-------- Reading passage
Reports

Understanding bench report sections: rankings, cost efficiency, consensus analysis, and score details.

Every evaly bench run produces three report formats: terminal (Rich), HTML (self-contained), and JSON. All three contain the same data — this page documents each section and field.

Summary Band

The top-level banner shows the key result at a glance:

FieldDescription
WinnerModel with the highest overall score.
ScoreWinner's overall score on the 1–5 scale.
n=Sample count — number of prompts/inputs scored (excludes failures).
Best ValueModel with the highest Score/$ (only shown if different from winner).
Total costSum of generation + judge + metrics costs for the entire run.
DurationWall-clock time for the entire bench run.
When n < 10, a small sample warning is shown. Scores may vary significantly with more prompts. We recommend at least 10–20 prompts for publishable results.

Model Rankings Table

The main comparison table ranks all models by overall score. Columns are sortable in HTML reports.

ColumnDescription
RankPosition by overall score (1 = best).
ModelModel name. Winner gets a badge.
Dimension scoresAverage VLM score per dimension (1–5). Color-coded: green ≥4, yellow ≥3, red <3. Hover for stddev and sample count.
MetricsCLIP Score, LPIPS, face_similarity (when --metrics enabled). Shows ⚠ if below threshold, ✓ if above.
OverallMean of all dimension averages. Shows n=X sample count. Hover for ±stddev.
ConfAverage confidence (0–100%). The judge's self-assessed certainty in its scores.
AgreeConsensus mode only. Percentage of dimensions with "high" agreement across judges.
----------------
(Work to complete):
Answer from the reports page:
(a) What three report formats does every evaly bench run produce?
(b) At what sample count is a small sample warning shown?
(c) In the Model Rankings Table, what color marks a dimension score below 3?
The data after this text is separate material and has nothing to do with it.
-------- Dataset records
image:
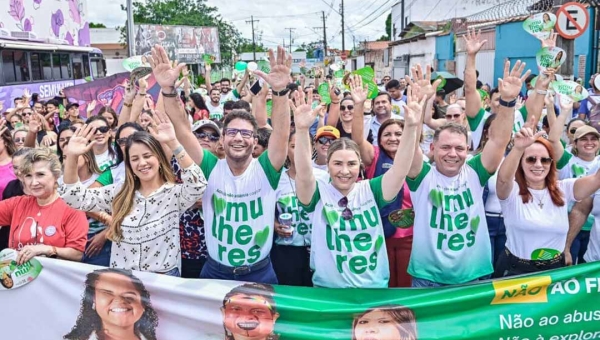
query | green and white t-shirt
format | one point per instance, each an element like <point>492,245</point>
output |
<point>570,166</point>
<point>239,210</point>
<point>287,202</point>
<point>349,253</point>
<point>451,244</point>
<point>476,124</point>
----------------
(Solution for this exercise):
(a) Terminal (Rich), HTML (self-contained), and JSON.
(b) When n < 10.
(c) Red.